◆ **Task goal**: Each line should be copied exactly.

**** Exercise data

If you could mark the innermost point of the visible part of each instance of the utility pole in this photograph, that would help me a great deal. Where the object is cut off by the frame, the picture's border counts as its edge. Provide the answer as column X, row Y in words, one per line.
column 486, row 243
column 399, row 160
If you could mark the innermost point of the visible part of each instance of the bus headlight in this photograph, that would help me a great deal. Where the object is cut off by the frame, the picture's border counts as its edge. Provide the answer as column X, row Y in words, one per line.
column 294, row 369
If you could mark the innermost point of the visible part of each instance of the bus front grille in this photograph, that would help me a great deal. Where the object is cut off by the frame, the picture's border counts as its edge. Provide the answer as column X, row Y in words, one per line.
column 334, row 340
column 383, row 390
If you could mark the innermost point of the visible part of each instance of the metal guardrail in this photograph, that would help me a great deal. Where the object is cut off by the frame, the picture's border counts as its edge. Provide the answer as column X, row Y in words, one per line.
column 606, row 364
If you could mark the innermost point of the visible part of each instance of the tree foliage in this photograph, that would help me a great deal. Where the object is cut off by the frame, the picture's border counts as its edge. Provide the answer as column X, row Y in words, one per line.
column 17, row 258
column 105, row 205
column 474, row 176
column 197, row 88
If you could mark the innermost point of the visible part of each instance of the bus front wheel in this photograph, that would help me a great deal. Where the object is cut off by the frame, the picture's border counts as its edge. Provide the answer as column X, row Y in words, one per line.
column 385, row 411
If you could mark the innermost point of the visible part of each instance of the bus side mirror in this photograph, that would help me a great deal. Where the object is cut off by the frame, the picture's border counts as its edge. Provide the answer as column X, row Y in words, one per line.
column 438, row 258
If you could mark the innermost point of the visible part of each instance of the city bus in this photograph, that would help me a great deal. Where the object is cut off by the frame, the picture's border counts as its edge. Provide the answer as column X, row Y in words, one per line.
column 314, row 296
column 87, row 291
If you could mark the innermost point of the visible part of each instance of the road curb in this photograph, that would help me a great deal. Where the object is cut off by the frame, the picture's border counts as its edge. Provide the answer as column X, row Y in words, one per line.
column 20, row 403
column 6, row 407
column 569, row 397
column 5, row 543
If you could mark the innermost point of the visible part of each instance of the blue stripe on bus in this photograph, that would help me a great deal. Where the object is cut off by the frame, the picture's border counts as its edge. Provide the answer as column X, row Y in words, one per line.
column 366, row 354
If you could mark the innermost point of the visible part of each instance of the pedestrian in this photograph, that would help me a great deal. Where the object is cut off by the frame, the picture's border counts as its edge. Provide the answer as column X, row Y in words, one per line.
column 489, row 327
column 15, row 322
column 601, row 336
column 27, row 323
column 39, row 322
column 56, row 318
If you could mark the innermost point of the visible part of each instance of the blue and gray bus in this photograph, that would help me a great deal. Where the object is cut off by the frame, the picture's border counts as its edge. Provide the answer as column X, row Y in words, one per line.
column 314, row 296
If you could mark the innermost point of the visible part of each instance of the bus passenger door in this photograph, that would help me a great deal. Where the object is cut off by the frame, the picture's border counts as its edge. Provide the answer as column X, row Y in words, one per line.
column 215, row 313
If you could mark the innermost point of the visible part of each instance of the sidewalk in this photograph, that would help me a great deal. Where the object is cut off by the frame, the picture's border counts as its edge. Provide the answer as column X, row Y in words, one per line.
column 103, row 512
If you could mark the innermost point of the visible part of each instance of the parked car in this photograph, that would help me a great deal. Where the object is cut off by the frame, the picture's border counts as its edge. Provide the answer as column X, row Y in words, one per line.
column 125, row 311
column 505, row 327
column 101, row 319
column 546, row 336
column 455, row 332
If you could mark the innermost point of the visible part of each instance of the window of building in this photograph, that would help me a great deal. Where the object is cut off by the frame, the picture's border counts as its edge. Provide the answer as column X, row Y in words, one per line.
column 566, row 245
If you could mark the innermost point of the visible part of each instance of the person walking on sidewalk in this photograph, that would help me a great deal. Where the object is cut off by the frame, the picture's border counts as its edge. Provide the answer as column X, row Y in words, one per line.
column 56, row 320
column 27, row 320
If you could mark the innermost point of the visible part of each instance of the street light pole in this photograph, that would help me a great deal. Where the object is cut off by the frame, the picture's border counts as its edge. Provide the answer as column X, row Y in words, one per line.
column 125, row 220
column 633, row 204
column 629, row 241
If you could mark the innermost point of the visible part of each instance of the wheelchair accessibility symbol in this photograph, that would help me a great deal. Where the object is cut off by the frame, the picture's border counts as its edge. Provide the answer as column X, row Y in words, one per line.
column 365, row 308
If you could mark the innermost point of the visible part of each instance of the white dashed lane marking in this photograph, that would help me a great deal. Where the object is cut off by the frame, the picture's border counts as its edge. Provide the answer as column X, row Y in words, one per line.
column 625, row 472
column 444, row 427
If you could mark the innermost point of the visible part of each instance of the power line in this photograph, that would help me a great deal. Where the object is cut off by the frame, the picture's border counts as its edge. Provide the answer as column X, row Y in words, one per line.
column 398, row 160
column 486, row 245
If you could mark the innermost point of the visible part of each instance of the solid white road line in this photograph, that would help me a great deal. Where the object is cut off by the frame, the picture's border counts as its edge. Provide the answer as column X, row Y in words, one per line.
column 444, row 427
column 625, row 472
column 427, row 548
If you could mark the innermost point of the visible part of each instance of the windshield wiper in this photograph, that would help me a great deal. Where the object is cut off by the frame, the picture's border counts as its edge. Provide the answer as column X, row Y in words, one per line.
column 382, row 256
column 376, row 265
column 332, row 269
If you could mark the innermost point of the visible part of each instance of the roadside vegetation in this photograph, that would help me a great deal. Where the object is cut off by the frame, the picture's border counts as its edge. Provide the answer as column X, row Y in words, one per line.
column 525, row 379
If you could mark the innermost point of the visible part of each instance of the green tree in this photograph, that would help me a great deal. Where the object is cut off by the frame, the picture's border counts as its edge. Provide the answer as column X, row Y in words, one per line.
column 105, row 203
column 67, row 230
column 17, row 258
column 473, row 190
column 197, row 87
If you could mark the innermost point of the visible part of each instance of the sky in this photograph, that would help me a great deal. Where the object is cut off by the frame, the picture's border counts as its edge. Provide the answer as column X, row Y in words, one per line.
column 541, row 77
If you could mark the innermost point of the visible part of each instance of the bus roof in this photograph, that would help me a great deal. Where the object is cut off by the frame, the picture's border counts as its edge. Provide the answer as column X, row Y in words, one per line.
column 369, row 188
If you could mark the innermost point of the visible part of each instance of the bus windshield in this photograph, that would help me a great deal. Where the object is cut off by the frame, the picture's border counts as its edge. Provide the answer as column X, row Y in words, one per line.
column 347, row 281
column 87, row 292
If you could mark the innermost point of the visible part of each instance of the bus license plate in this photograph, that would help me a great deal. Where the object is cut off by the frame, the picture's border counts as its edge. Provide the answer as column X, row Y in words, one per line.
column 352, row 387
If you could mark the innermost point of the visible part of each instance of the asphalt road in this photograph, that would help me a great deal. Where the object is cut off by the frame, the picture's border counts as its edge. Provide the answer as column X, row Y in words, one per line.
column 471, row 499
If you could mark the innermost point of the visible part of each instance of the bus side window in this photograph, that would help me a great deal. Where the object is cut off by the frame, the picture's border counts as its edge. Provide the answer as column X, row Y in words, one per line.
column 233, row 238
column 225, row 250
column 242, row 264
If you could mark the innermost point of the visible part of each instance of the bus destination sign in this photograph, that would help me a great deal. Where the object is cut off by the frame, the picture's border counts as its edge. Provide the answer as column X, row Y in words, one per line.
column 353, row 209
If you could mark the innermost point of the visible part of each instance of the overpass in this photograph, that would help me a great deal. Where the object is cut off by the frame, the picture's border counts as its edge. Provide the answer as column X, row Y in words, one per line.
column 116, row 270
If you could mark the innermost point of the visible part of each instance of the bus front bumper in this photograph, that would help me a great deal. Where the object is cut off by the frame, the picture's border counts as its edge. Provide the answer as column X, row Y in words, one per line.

********

◆ **The output**:
If you could mark the innermost point of the visible part of each instance of the utility pole in this photograph, that would help me a great deal. Where the object is cut off by the frame, the picture's border counts as its edge. Provide the answer as column X, row Y in words, one per line.
column 486, row 243
column 399, row 160
If you could mark the innermost point of the visible part of each instance of the bus headlight in this photograph, that would help me a great deal. Where the object is cut off by the frame, the picture's border counts as its edge. Provide the answer as column X, row Y in words, one per line.
column 294, row 369
If you could mark the innermost point of the visible part of each instance of the bus front grille in this photograph, that would help me a great deal. Where the object is cut off by the frame, the picture's border counts as its edge. Provide the answer as column X, row Y in words, one per line.
column 334, row 340
column 383, row 390
If you could mark the innermost point of the visible part of each instance of the metal guardrail in this photograph, that would help me a great deal. Where the object is cut off by the frame, the picture's border counts as its edge. Provide the answer as column X, row Y in words, one per line.
column 606, row 364
If you could mark the innermost point of the visible part of each instance of the tree foliage in this photograph, that would help me a great deal. Where the object is cut off by the frame, the picture's border counts as its edge. Provide the answer as column X, row Y in words, one per line.
column 17, row 258
column 105, row 205
column 474, row 176
column 197, row 88
If you could mark the innermost point of the visible part of each instance of the bus front wheel in this photograph, that would help me a great deal. Where the object is cut off by the frame, the picture's border counts as its edge. Provide the answer as column X, row Y in words, one per line.
column 385, row 411
If you could mark the innermost point of the visible part of each instance of the bus side mirror in this photograph, that would help me a great deal. Where the object is cut off by the frame, the picture's border counts as its edge. Provide the answer as column X, row Y in words, one per line.
column 438, row 258
If you could mark the innermost point of the visible part of each instance of the city bus in this photograph, that would help me a great deal. Where the object is cut off by the frame, the picture's border counts as its edge. Provide the answer as column X, row Y in words, one per line.
column 314, row 296
column 87, row 291
If you could mark the innermost point of the visible part of each instance of the road curb in this photograph, that would help me a great deal. Where the object is cut off by the frame, the picture's border counts as its edge. Provide the answer as column X, row Y in words, one per line.
column 20, row 403
column 6, row 407
column 569, row 397
column 5, row 543
If you could mark the innermost point of the visible part of each instance of the blue stripe on bus in this photograph, that would help me a great deal. Where the object is cut off by the frame, the picture's border counts as its edge. Provide the answer as column X, row Y in words, one per line.
column 366, row 354
If you could mark the innermost point of the visible part of each instance of the pedestrian in this photograph, that would help me a great deal. Where the object is cut off by the frame, the picture's border counts as its edge. Provide the answer as column X, row Y in words, one per line.
column 489, row 327
column 15, row 322
column 601, row 336
column 27, row 323
column 39, row 322
column 56, row 318
If you could mark the innermost point of the visible part of each instance of the blue and gray bus in this photograph, that would help me a great deal. Where the object is cut off by the frame, the picture's border counts as its edge. Provide the answer as column X, row Y in words, one per line.
column 314, row 296
If you could mark the innermost point of the visible part of each instance of the bus passenger door in this photograph, that would help me a great deal. Where the object is cut off by the frame, the picture's border counts as its edge. Provide the answer as column X, row Y in words, one per line.
column 215, row 313
If you could mark the innermost point of the visible part of each instance of the sidewalk in this photograph, that would help me a great deal. Where the object is cut off by the frame, the picture's border counts as its edge. Provide the answer as column X, row Y in words, one per line.
column 103, row 512
If you could mark the innermost point of the visible part of each instance of the parked car in this photograph, that would help me a great deal. Where the object is cut off by the frame, the picture's border counts as its edge. Provide the answer as column X, row Y in words, one per line.
column 125, row 311
column 505, row 327
column 101, row 319
column 546, row 336
column 455, row 332
If you could mark the innermost point of the visible part of each instance of the window of building in this photograph, that would help me a great deal. Where the object is cut off by the frame, the picture's border counts as its edge. Provide the answer as column X, row Y in words, one per line.
column 566, row 245
If you could mark the innermost point of the visible part of each instance of the person walking on sidewalk in this photograph, that would help me a great deal. Where the object is cut off by the frame, the picture's border counts as its edge. Provide the answer as column X, row Y in words, one per line.
column 56, row 320
column 27, row 320
If you could mark the innermost point of the visible part of each instance of the street light pole in this photograph, that would help me a great deal. Where the object is cut off by the frame, the picture's border counts as its edge. Provide the answer as column X, row Y in words, one per line.
column 125, row 220
column 633, row 204
column 629, row 241
If you could mark the innermost point of the visible part of each instance of the wheelchair accessibility symbol in this photograph, that would help me a great deal. Where the object is cut off by the frame, the picture's border counts as its edge. Provide the answer as column X, row Y in words, one per line.
column 365, row 308
If you could mark the innermost point of the visible part of each instance of the white dashed lane marking in this photograph, that would help me a great deal. Where the object is cut off by the frame, the picture's border counts as its edge. Provide the answer as column X, row Y in words, one per line.
column 625, row 472
column 444, row 427
If you could mark the innermost point of the visible part of each instance of the power line in this photograph, that would help me a great deal. Where the object is cut off by the frame, the picture's border counts as its edge. Provide the answer as column X, row Y in words, one per line.
column 398, row 160
column 486, row 245
If you could mark the innermost point of the visible part of each instance of the solid white road line in this photograph, that would help me a great deal. Where the object is cut off by the frame, the picture's border counts as its edge. Provide the answer as column X, row Y in words, one per line.
column 444, row 427
column 625, row 472
column 427, row 548
If you could mark the innermost point of the visible part of each instance of the windshield wiper in this photograph, that would help me a great deal. Where the object is cut off by the frame, the picture's border counts as its edge. Provide the answer as column X, row Y in words, one per line.
column 382, row 256
column 376, row 265
column 332, row 269
If you could mark the innermost point of the visible part of each instance of the roadside vegetation in this photograph, that would help me a great deal. Where the object is cut off by the frame, the picture's border counts as its edge. Provide the answer as column X, row Y in words, one per line.
column 525, row 379
If you could mark the innermost point of the visible part of each instance of the green tree in this photograph, that would help me a great deal. Where the object is cut off by the frame, the picture's border counts as its edge. Provide the answer as column X, row Y in words, one per line.
column 105, row 203
column 67, row 230
column 17, row 258
column 473, row 190
column 197, row 87
If you could mark the innermost point of the visible part of each instance of the sky in this photograph, that would help me a great deal. Where the object is cut off by the frame, the picture's border counts as its edge. Provide the answer as column X, row Y in words, one per line.
column 541, row 77
If you could mark the innermost point of the visible part of each instance of the bus roof in this photograph, that would help me a great deal. Where the object is cut off by the frame, the picture's border counts as its edge. Provide the answer as column X, row Y in words, one per line.
column 369, row 188
If you could mark the innermost point of the visible part of each instance of the bus windshield in this photograph, that would help me a great deal. Where the object is cut off by the frame, the picture's border counts as its edge. Provide the answer as column X, row Y in words, one per line.
column 347, row 281
column 87, row 292
If you could mark the innermost point of the visible part of each instance of the bus license plate in this photograph, that would help me a great deal. Where the object is cut off by the frame, the picture's border counts as its edge. Provide the answer as column X, row Y in words, one per line.
column 352, row 387
If you could mark the innermost point of the visible part of each instance of the asphalt road in this photograph, that would help me a great deal. Where the object is cut off by the frame, the picture's border counts as its edge. Provide the answer as column X, row Y in words, one per line.
column 471, row 499
If you could mark the innermost point of the visible part of each instance of the bus side window in this photograph, that would help me a great deal. Where the object is cut off by the frame, the picture's border counts as its edge. Provide the answer as column X, row Y in words, one per line.
column 233, row 238
column 225, row 250
column 242, row 264
If you could mark the innermost point of the visible part of each instance of the bus destination sign in this photograph, that would help me a great deal. Where the object is cut off by the frame, the picture's border counts as its edge. Provide the answer as column X, row Y in words, one per line.
column 353, row 209
If you could mark the innermost point of the visible part of each instance of the overpass in this photograph, that would help me a great deal. Where the object is cut off by the frame, the picture's border counts as its edge. Provide the answer as column X, row Y in words, one per line.
column 116, row 270
If you could mark the innermost point of the visible part of each instance of the bus front bumper in this photograph, that would help me a great deal. Where the object is cut off by the frame, the picture's border counts as its edge. Provide the answer as column X, row Y in words, one per line.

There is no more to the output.